==== Records to use
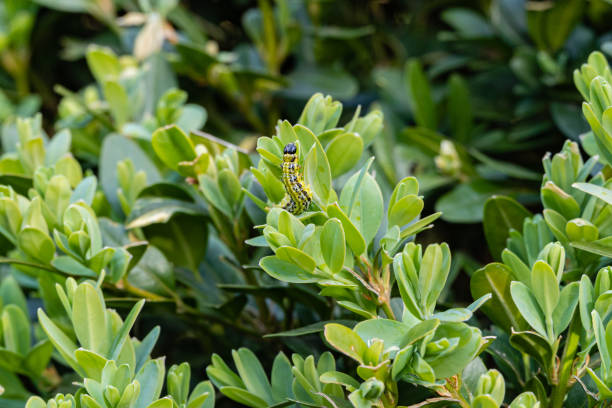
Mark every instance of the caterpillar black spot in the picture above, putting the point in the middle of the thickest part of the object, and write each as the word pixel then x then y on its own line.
pixel 298 197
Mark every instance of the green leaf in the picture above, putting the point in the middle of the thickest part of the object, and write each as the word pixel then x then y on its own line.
pixel 337 377
pixel 242 396
pixel 92 363
pixel 353 237
pixel 501 214
pixel 343 153
pixel 545 287
pixel 534 345
pixel 165 402
pixel 366 211
pixel 252 373
pixel 124 331
pixel 116 148
pixel 11 294
pixel 600 247
pixel 392 332
pixel 568 300
pixel 285 271
pixel 172 146
pixel 297 257
pixel 345 340
pixel 118 101
pixel 528 306
pixel 281 377
pixel 333 244
pixel 62 343
pixel 317 174
pixel 39 356
pixel 595 190
pixel 421 101
pixel 495 278
pixel 16 330
pixel 433 272
pixel 36 244
pixel 151 380
pixel 465 202
pixel 72 267
pixel 89 319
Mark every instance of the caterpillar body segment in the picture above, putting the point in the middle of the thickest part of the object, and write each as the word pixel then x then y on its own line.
pixel 298 197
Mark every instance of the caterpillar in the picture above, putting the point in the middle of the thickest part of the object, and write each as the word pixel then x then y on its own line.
pixel 298 197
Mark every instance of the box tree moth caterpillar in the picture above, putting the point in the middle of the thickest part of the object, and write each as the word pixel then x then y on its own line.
pixel 298 196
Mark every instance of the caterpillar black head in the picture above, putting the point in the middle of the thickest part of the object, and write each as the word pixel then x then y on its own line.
pixel 290 148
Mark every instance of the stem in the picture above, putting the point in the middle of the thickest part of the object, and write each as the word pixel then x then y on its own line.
pixel 567 362
pixel 456 394
pixel 388 311
pixel 30 264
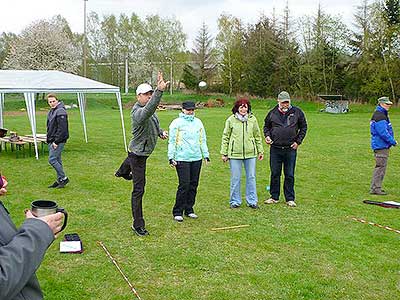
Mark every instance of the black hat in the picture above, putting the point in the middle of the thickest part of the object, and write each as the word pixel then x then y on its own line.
pixel 188 105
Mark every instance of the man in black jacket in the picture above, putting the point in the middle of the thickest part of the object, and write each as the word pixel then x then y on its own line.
pixel 21 252
pixel 57 135
pixel 285 127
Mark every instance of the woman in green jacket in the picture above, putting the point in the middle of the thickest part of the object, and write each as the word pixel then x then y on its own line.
pixel 241 145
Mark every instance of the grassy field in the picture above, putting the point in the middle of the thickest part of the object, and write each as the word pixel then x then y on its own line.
pixel 314 251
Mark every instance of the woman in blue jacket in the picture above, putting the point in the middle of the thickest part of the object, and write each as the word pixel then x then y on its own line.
pixel 187 146
pixel 382 138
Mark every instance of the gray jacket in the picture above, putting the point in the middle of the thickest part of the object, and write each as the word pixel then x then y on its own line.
pixel 21 252
pixel 145 126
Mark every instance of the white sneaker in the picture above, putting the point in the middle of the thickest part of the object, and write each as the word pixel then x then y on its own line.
pixel 270 201
pixel 178 218
pixel 193 216
pixel 291 203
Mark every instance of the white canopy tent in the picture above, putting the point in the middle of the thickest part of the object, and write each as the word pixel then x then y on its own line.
pixel 31 82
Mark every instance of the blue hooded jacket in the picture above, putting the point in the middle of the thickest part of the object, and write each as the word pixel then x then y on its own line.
pixel 382 136
pixel 187 139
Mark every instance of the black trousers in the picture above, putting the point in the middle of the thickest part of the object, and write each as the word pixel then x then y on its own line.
pixel 137 165
pixel 286 158
pixel 188 175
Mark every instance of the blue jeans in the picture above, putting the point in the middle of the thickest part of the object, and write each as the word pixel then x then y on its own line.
pixel 55 160
pixel 236 174
pixel 286 158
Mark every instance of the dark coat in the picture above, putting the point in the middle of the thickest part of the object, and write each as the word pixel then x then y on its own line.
pixel 57 125
pixel 285 129
pixel 21 252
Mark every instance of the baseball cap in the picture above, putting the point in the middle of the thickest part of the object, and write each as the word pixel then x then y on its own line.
pixel 143 88
pixel 283 96
pixel 188 105
pixel 385 100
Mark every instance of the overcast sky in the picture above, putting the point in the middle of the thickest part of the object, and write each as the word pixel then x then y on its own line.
pixel 15 15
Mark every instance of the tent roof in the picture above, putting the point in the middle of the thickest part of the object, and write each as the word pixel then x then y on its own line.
pixel 25 81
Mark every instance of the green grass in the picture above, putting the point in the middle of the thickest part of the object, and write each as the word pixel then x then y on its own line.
pixel 314 251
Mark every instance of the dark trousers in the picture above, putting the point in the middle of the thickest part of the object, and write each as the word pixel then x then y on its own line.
pixel 188 175
pixel 381 158
pixel 286 158
pixel 137 165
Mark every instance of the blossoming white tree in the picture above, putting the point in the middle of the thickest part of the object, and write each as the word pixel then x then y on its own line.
pixel 44 45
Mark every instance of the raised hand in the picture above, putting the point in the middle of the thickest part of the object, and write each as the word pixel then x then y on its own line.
pixel 161 84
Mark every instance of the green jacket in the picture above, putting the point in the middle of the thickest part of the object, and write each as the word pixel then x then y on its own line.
pixel 241 140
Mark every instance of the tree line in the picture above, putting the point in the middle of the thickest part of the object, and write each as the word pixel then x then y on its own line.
pixel 307 56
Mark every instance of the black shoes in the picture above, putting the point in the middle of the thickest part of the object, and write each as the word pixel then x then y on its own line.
pixel 54 185
pixel 125 176
pixel 62 183
pixel 59 184
pixel 378 192
pixel 254 206
pixel 140 231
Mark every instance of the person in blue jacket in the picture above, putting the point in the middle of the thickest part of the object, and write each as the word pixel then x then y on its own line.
pixel 382 138
pixel 187 146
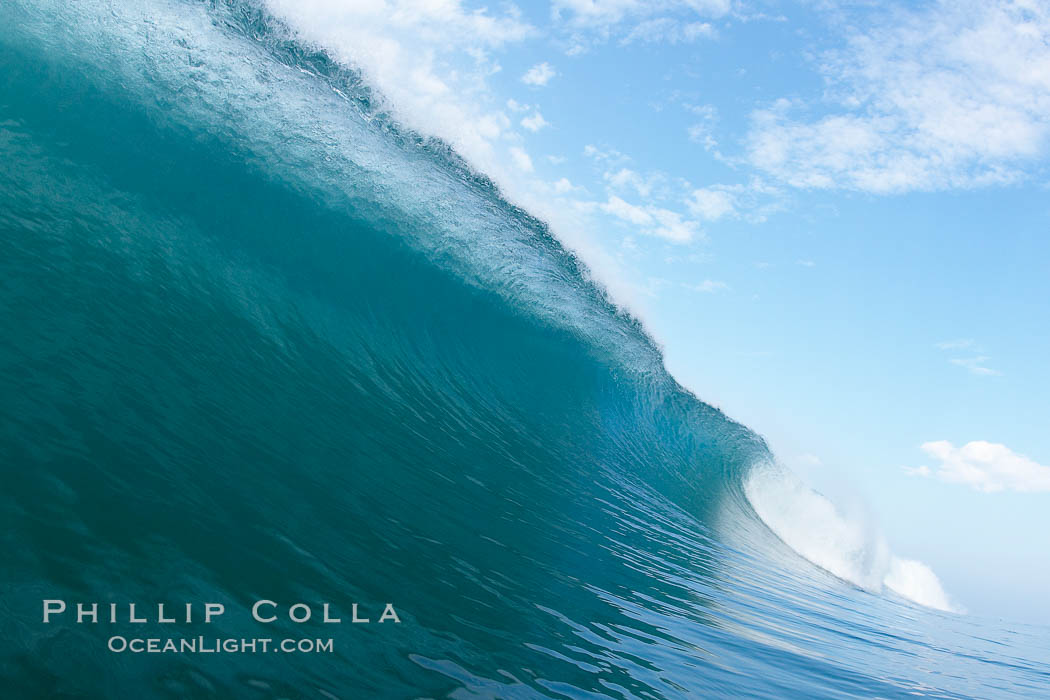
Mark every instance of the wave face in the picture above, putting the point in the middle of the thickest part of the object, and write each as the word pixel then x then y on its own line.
pixel 263 342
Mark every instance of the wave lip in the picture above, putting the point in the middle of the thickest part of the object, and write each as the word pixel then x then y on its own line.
pixel 848 548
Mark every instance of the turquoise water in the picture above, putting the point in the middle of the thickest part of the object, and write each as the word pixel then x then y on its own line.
pixel 261 342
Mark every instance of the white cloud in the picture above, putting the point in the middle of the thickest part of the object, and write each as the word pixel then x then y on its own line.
pixel 665 29
pixel 653 220
pixel 711 204
pixel 521 158
pixel 536 122
pixel 975 365
pixel 625 177
pixel 564 186
pixel 961 343
pixel 709 287
pixel 604 16
pixel 954 94
pixel 985 466
pixel 539 75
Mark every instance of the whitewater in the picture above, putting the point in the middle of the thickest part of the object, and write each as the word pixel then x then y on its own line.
pixel 267 341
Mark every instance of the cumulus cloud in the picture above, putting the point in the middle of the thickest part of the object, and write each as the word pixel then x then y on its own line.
pixel 536 122
pixel 711 204
pixel 961 343
pixel 521 158
pixel 539 75
pixel 667 30
pixel 975 365
pixel 604 16
pixel 709 287
pixel 653 220
pixel 953 94
pixel 984 466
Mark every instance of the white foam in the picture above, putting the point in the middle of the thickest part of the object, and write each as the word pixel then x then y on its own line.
pixel 848 546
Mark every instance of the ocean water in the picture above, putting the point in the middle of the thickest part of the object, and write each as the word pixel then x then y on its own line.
pixel 261 342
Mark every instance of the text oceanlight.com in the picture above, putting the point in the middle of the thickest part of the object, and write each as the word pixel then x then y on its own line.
pixel 191 614
pixel 215 645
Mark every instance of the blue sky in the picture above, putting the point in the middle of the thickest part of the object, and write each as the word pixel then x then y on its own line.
pixel 833 215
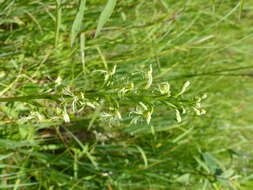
========
:: Requirement ::
Copy every entry exactly, leaving out the pictures.

:: Response ::
Mark every instance of the caterpillar black spot in the picture above, putting the point in the middle of the thickest part of the object, and write each as the word pixel then x then y on its own line.
pixel 298 197
Mark every instance of the green leaf in the picture above, putting the point in the middle of the thickest part of the object, and write each as the word pixel then x then y on its own line.
pixel 337 377
pixel 242 396
pixel 92 363
pixel 353 237
pixel 501 214
pixel 343 153
pixel 545 287
pixel 534 345
pixel 165 402
pixel 366 211
pixel 252 373
pixel 124 331
pixel 116 148
pixel 11 294
pixel 600 247
pixel 392 332
pixel 568 300
pixel 285 271
pixel 172 146
pixel 297 257
pixel 345 340
pixel 118 101
pixel 528 306
pixel 281 377
pixel 333 244
pixel 62 343
pixel 317 174
pixel 39 356
pixel 595 190
pixel 421 101
pixel 495 278
pixel 16 330
pixel 433 272
pixel 36 244
pixel 151 380
pixel 465 202
pixel 72 267
pixel 89 319
Mark every instance of the caterpillar body segment in the picture above, putting the point in the middle of the thickest part of the object, and write each as the word pixel then x then y on its own line.
pixel 298 197
Mark every instance of the caterpillar in the picture above, putting the point in the middle of the thickest part of the object, and write each as the word pixel then x then y on its own line.
pixel 298 197
Mark every instance of the box tree moth caterpillar in the picture above, putting the point in the middle of the thickest part of the object, and write each as the word pixel then x then y on its own line.
pixel 298 196
Mark every instance of the caterpillar black head in the picture above, putting the point in the middle of the thickest part of the object, and write each as the word pixel then x then y on its own line.
pixel 290 148
Mark every instance of the stem in the picture above, putting the point in the middle of the thickest part of the object, and write each as the word pixel then x then y on its own line.
pixel 567 362
pixel 456 394
pixel 388 311
pixel 30 264
Mark every instance of the black hat in the picture above, putting the point in the middle of the thickest part of the object, and write each as the word pixel then x then y on its own line.
pixel 188 105
Mark every instance of the man in black jacket in the picture above, putting the point in the middle of the thickest part of the object, and write each as the word pixel then x then y on its own line.
pixel 21 252
pixel 57 135
pixel 285 127
Mark every instance of the woman in green jacket in the picture above, putting the point in the middle of the thickest part of the object, and write each as the word pixel then x then y on its own line.
pixel 241 145
Mark every instance of the grassy field in the picture above, putting the point in the middle of the thickest part of the object, and write each as the word pixel then x then y on its own line.
pixel 314 251
Mark every instance of the woman in blue jacket in the picture above, putting the point in the middle of the thickest part of the object, and write each as the word pixel then x then y on its own line.
pixel 187 146
pixel 382 138
Mark every instance of the gray jacket in the picture above, putting the point in the middle of the thickest part of the object, and write each as the word pixel then x then y on its own line.
pixel 21 252
pixel 145 126
Mark every instance of the white sneaker in the picture above, putting the point in the middle of the thickest part of the object, and write each as the word pixel then x then y on its own line.
pixel 270 201
pixel 178 218
pixel 193 216
pixel 291 203
Mark every instance of the white canopy tent in the picture above, putting the point in the middle of the thickest part of the object, and write each as the word pixel then x then y on its own line.
pixel 31 82
Mark every instance of the blue hooded jacket in the picture above, putting the point in the middle of the thickest part of the object, and write each as the word pixel then x then y on its own line.
pixel 382 136
pixel 187 139
Mark every instance of the black trousers in the picture above, putting the point in the middle of the thickest part of the object, and write each as the word pixel then x then y on its own line.
pixel 137 165
pixel 286 158
pixel 188 175
Mark every instance of the blue jeans in the picture above, putting the point in the middle of the thickest part of the object, and write each as the word pixel then x then y on its own line.
pixel 55 160
pixel 236 174
pixel 286 158
Mark every instance of the dark coat in the picture above, putting the point in the middle of the thickest part of the object, and write each as the word pixel then x then y on its own line.
pixel 57 125
pixel 285 129
pixel 21 252
Mark every instance of the baseball cap in the picture above, putting the point in the middle of the thickest part of the object, and write each as the word pixel then x then y on its own line.
pixel 143 88
pixel 283 96
pixel 188 105
pixel 385 100
Mark every instance of the overcast sky in the picture above, putting the point in the middle of the thickest part of the object, and write each as the word pixel then x then y on its own line.
pixel 15 15
Mark every instance of the tent roof in the picture above, putting the point in the middle of the thickest part of the object, and write each as the word pixel then x then y on its own line.
pixel 25 81
Mark every instance of the green grass in the picture above, putting the point in the middle of the thickest part of the object, and write each as the word pixel then x then y on its own line.
pixel 314 251
Mark every instance of the dark trousers in the picture above, putting the point in the middle of the thickest part of the object, and write each as the word pixel then x then y on its own line.
pixel 188 175
pixel 381 158
pixel 286 158
pixel 137 165
Mark every instance of the blossoming white tree in the picture above, putting the point in the middle of the thickest part of the object, and write each as the word pixel then x then y on its own line.
pixel 44 45
Mark every instance of the raised hand in the picture above, putting the point in the middle of the thickest part of the object, and write each as the word pixel then x then y on its own line.
pixel 161 84
Mark every instance of the green jacket in the picture above, putting the point in the middle of the thickest part of the object, and write each as the word pixel then x then y on its own line.
pixel 241 140
Mark every instance of the tree line in the picture above, putting the point in the middle of the thickest part of the object, and write each as the word pixel then x then y on its own line.
pixel 307 56
Mark every instance of the black shoes in the picture above, putting the point in the middle of the thickest part of the object, and write each as the word pixel then x then y on its own line.
pixel 54 185
pixel 125 176
pixel 62 183
pixel 59 184
pixel 378 192
pixel 254 206
pixel 140 231
Mark every instance of the person in blue jacket in the picture above, putting the point in the middle of the thickest part of the object, and write each as the word pixel then x then y on its own line.
pixel 382 138
pixel 187 146
Mark every instance of the wave face in the picture above, putting the point in the middle of the thickest part of the object, and write each as the word pixel then x then y on its own line.
pixel 263 342
Mark every instance of the wave lip in the picture above, putting the point in the middle of the thickest part of the object, and write each as the word pixel then x then y on its own line.
pixel 848 548
Mark every instance of the turquoise water in the picture above, putting the point in the middle of the thickest part of the object, and write each as the word pixel then x then y on its own line.
pixel 261 342
Mark every instance of the white cloud in the picture above, putting the point in the middle of the thickest part of the object, and write each as the word pixel then x then y on its own line.
pixel 665 29
pixel 653 220
pixel 711 204
pixel 521 158
pixel 536 122
pixel 975 365
pixel 625 177
pixel 564 186
pixel 961 343
pixel 709 287
pixel 604 16
pixel 954 94
pixel 985 466
pixel 539 75
Mark every instance of the whitewater in the picture above, putting the point in the middle of the thickest part of the object, and write each as the word pixel then x then y on its own line.
pixel 267 341
Mark every instance of the cumulus cloud in the picture above, putting the point in the middle of the thickest part of the object, and write each as the word pixel then x then y on its own line.
pixel 536 122
pixel 711 204
pixel 961 343
pixel 521 158
pixel 539 75
pixel 667 30
pixel 975 365
pixel 604 16
pixel 709 287
pixel 653 220
pixel 953 94
pixel 984 466
Mark every instance of the white foam in the picture above, putting the point in the middle of the thickest part of the object, and write each as the word pixel then x then y on its own line.
pixel 848 546
Mark every instance of the ocean water in the picture above, putting the point in the middle of the thickest part of the object, and write each as the word pixel then x then y on its own line.
pixel 261 342
Mark every instance of the text oceanlight.com in the picture above, putting the point in the middle of the thickest part of the object, and write each as the word pixel then x then y on its own line.
pixel 191 614
pixel 215 645
Mark every instance of the blue sky in the picture above, putting the point in the middle of the thickest part of the object, and write each as the word pixel then x then y on its own line.
pixel 833 215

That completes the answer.